*** Opening SOURCE MATERIAL ***
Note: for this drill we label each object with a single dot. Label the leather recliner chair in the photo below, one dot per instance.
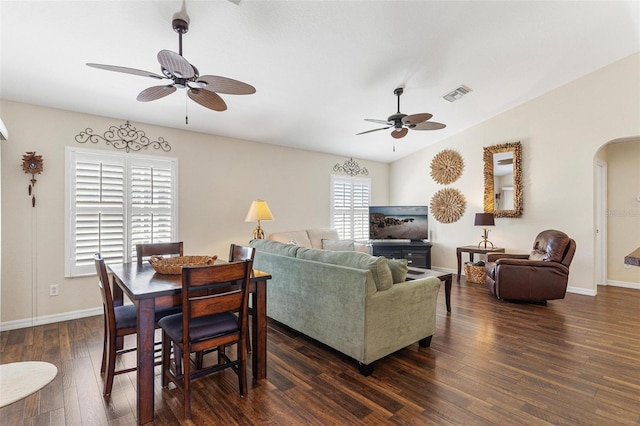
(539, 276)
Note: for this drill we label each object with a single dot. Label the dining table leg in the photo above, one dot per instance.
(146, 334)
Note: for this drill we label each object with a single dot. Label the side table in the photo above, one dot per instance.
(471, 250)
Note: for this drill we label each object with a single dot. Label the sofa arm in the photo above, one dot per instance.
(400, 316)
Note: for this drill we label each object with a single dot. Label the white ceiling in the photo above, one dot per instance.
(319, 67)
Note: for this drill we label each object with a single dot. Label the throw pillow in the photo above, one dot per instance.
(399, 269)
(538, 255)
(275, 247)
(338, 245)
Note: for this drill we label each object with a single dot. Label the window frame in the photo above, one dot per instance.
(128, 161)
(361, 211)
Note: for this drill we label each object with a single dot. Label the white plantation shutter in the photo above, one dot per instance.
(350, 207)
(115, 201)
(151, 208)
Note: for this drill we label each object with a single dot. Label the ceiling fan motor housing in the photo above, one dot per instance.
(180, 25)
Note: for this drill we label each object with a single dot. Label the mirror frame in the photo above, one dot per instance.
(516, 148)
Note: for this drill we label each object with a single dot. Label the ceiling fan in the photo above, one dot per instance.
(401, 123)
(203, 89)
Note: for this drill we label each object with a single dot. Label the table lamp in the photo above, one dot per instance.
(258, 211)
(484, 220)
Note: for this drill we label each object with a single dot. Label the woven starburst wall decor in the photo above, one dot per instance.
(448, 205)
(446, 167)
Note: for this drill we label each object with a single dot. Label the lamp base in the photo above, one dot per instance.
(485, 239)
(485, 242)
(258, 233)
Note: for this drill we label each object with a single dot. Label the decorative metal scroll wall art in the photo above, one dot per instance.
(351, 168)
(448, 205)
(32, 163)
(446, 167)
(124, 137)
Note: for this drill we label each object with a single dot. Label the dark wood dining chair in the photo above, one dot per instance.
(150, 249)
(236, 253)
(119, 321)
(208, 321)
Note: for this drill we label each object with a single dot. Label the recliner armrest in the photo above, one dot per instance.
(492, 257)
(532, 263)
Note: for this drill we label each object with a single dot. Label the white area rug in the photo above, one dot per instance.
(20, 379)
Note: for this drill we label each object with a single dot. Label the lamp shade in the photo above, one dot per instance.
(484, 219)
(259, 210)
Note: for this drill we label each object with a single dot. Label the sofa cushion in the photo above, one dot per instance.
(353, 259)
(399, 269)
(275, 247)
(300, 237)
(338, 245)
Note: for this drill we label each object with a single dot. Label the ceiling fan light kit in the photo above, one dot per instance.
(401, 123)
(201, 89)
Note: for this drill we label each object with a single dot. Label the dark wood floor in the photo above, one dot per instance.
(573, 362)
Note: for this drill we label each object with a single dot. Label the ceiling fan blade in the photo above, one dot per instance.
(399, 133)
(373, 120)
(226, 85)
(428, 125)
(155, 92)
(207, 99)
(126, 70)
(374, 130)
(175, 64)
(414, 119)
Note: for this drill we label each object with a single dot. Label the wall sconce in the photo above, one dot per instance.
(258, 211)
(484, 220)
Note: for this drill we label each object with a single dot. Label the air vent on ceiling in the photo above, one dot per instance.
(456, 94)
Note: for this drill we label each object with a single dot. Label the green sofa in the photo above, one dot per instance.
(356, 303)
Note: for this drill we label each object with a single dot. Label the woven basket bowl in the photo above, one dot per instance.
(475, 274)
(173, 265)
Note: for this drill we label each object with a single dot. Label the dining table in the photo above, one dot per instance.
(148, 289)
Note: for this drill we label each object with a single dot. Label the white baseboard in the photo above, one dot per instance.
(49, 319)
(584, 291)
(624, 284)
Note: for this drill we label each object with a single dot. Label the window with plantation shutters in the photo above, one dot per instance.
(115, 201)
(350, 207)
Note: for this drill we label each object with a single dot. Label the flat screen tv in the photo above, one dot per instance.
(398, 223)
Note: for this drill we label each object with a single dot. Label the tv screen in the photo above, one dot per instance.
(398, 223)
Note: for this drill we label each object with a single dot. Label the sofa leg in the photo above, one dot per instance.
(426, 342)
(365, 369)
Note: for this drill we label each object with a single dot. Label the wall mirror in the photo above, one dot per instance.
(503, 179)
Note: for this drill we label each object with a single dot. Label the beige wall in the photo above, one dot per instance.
*** Closing SOURCE MATERIAL ***
Print all of the material exactly. Omit pictures.

Note: for this drill we label each object with a single dot. Label the leather recliner chair in the photo below, one dot per instance.
(539, 276)
Note: for this drill we label each object with a single dot. Label the dining table leg in the photo above, one dot per instance.
(146, 334)
Note: for this drill we label each object with a single dot. Label the side table in the photo above, one dot per instance.
(471, 250)
Note: for this drill we label each object with a single dot. Label the sofa arm in the photo above, one dot per instance.
(400, 316)
Note: for this drill we label each object with a single dot. Label the white ceiling in the photo above, one dot per instance.
(319, 67)
Note: for this drill we label each object with a single dot. Label the throw pillow in the photo above, one dot per instance.
(399, 269)
(538, 255)
(275, 247)
(338, 245)
Note: for this drill we label each object with a single dot. Label the window frame in the photo above, one dot per instance.
(128, 161)
(361, 211)
Note: for this drill we label each object with a single dot. Label the white plantation shutter in the photo above, one dot per instance.
(350, 207)
(115, 201)
(151, 208)
Note: for this drill we label each object with a single dot. Label the ceiling fan motor housing in the photo above, one dot per instance.
(180, 25)
Note: for this drill we label each object with a single dot. Label the mirror frame in the photo above, one dot per instance.
(516, 148)
Note: for this drill we label each object with a single dot. Label the ceiling fan in the photo above, one dot per instance.
(401, 123)
(203, 89)
Note: for this drill we label each object with a single dot. Label the table lamp in the photo above, one dot per instance.
(258, 211)
(484, 220)
Note: for this drill we label each object with a single dot. Label the woven starburst wall decor in the photo above, one dot per instance.
(448, 205)
(446, 167)
Note: for this drill we label each object with a single dot. Label the lamp base in the photo above, one dot per instance.
(485, 239)
(485, 242)
(258, 233)
Note: for this drill we label each object with a single dot. Label the decorative metal scroll wall art in the photo above, one dot per instance.
(351, 168)
(448, 205)
(32, 163)
(446, 167)
(124, 137)
Note: for this drill we label each object with a single dot. Label the dark wood dining chair in the photo above, one dot per instance.
(150, 249)
(236, 253)
(119, 321)
(208, 321)
Note: for this drill we label each object with a single dot. Label the recliner armrest in the photo above, one dot per instance.
(492, 257)
(532, 263)
Note: for this drill we label each object with a single dot. Label the white area rug in the photo above, one dot per instance.
(20, 379)
Note: for this drill we label each object with a single dot. Label the lamp shade in the photo above, one dot per instance.
(484, 219)
(259, 210)
Note: for this drill we label each object with a single dot. Label the sofa cushion in the photo above, one dot per instance.
(353, 259)
(399, 269)
(275, 247)
(300, 237)
(338, 245)
Note: for this drill we label each object with a single dot. Label the ceiling fan light kit in the photo above, one dot per instance.
(401, 123)
(201, 89)
Note: for this drill we label each object with a single dot. Label the dark wood floor in the photo above, one dot per instance.
(573, 362)
Note: for this drill we label each object with a single dot. Label the ceiling fan blade in the photo above, one dot per instance.
(399, 133)
(373, 120)
(226, 85)
(428, 125)
(155, 92)
(207, 99)
(126, 70)
(374, 130)
(175, 64)
(414, 119)
Note: for this drill we label each object with a single dot. Label the wall sconce in the photo above, one dot per instance.
(258, 211)
(484, 220)
Note: for this drill we label each object with a single dot. Label the air vent on ceiling in the photo above, one dot per instance.
(456, 94)
Note: for this drill we label each object with a single dot. Label the green sofa in the photo above, one dot per instance.
(356, 303)
Note: for this drill we label each object with a single dot. Label the woven basket bowl in the photo above, one dot per instance.
(475, 274)
(173, 265)
Note: for this drill we label each object with a single dot. Label the dining table in the photo above, one dot per instance.
(148, 289)
Note: for this drill we label each object with a single dot. Label the white baseboard in the photo above, one dot per instance.
(49, 319)
(584, 291)
(624, 284)
Note: for this drill we label each object with a single dot. Label the window with plantation shutters in the photo above, one dot per instance.
(115, 201)
(350, 207)
Note: for this drill we label each object with a single dot. Label the flat screen tv in the photo above, one dot per instance.
(398, 223)
Note: for this drill we label each object with a single dot. Label the tv screen in the photo above, one dot per instance.
(398, 223)
Note: for this drill we label each object with a single dot. Label the sofa leg in the photo above, one dot per instance.
(426, 342)
(365, 369)
Note: for this drill we label each object with a single dot. Label the wall mirror in the photo above, one dot per instance.
(503, 179)
Note: for this drill we label each object with a single dot. Label the beige wall in the photo above, one dot per instance.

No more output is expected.